INFORMATION SUPPLIED: Begin

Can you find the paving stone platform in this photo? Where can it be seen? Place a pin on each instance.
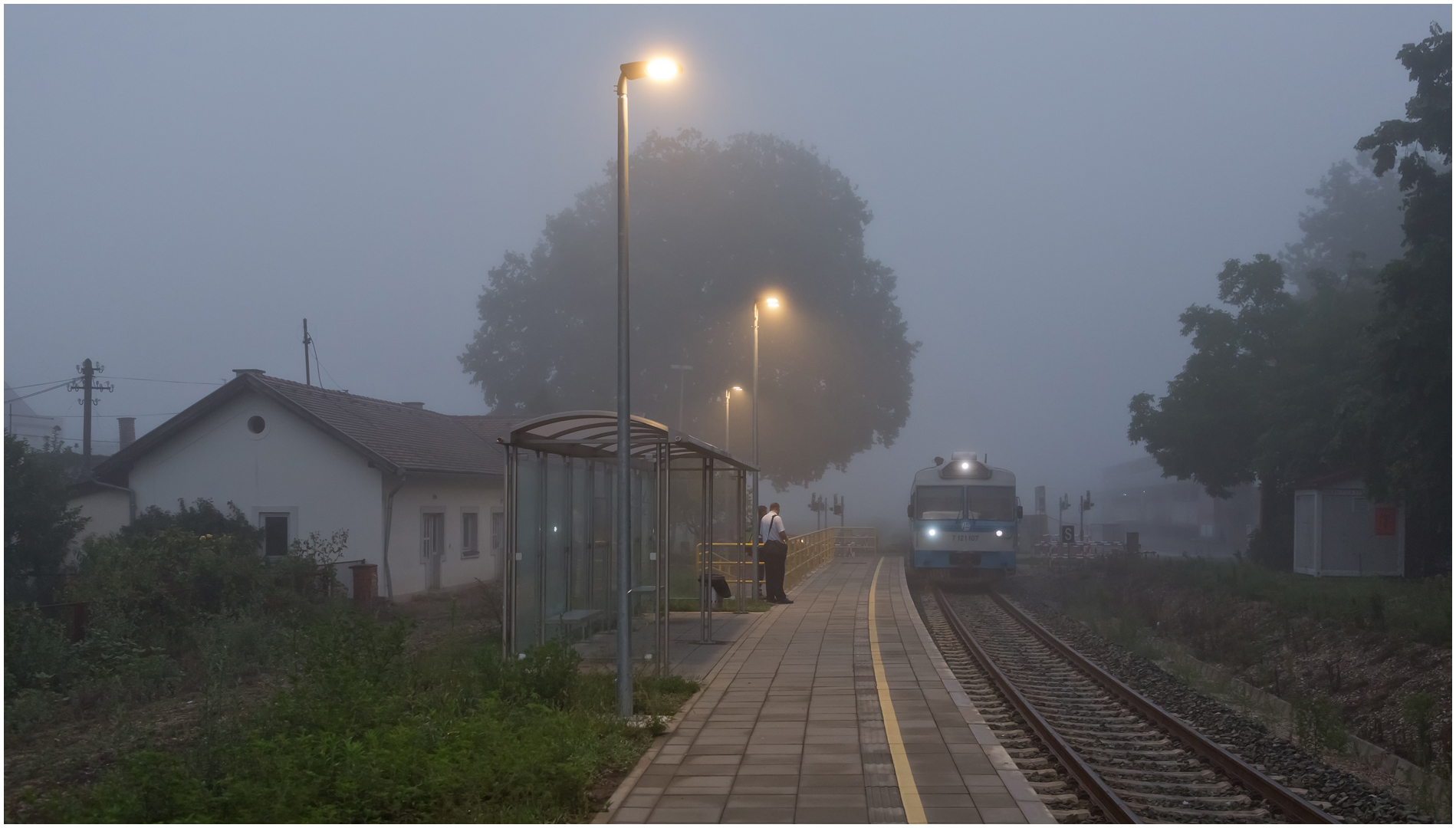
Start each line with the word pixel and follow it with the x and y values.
pixel 790 727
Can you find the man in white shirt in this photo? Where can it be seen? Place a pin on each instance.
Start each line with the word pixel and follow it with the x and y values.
pixel 775 555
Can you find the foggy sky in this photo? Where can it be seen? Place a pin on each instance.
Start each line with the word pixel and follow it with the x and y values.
pixel 1053 186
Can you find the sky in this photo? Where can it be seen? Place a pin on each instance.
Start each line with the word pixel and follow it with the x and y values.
pixel 1052 186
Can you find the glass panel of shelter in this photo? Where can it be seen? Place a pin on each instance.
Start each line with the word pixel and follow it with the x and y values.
pixel 561 580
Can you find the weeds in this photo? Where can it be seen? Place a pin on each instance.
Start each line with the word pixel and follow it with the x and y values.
pixel 354 728
pixel 1418 711
pixel 364 734
pixel 1318 724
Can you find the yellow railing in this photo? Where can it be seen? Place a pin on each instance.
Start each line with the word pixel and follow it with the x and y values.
pixel 807 554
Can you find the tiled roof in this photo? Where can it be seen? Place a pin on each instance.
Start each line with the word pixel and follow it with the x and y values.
pixel 490 427
pixel 412 439
pixel 395 437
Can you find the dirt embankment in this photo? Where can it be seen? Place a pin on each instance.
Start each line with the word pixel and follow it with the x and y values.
pixel 1352 643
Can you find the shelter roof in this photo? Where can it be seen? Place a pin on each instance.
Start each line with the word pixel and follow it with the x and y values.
pixel 594 434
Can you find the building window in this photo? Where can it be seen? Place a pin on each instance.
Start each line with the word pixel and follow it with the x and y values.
pixel 497 530
pixel 469 534
pixel 432 536
pixel 275 534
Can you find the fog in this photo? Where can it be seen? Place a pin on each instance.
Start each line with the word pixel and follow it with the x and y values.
pixel 1053 186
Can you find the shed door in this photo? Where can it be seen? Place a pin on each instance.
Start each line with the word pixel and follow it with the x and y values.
pixel 1305 533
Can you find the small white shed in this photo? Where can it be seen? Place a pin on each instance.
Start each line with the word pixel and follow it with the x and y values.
pixel 1340 531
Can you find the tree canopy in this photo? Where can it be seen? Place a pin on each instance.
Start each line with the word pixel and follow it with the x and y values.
pixel 714 228
pixel 1356 223
pixel 40 523
pixel 1355 371
pixel 1402 422
pixel 1257 399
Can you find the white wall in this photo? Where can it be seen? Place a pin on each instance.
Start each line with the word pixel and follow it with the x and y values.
pixel 452 497
pixel 108 513
pixel 290 468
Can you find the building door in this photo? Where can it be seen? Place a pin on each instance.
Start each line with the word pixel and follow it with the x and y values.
pixel 432 544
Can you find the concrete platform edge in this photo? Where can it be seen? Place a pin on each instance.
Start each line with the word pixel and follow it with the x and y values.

INFORMATION SUPPLIED: End

ASSIGNED TASK: Repeat only the stretch of lines starting at the one containing "Can you find the concrete" and running to the final line of the entries above.

REPLY TO THE TASK:
Can you find the concrete platform edge in this photo? Where can it be seen? Place a pin on each instance.
Start each line with the word pixel and follow it with the x and y values.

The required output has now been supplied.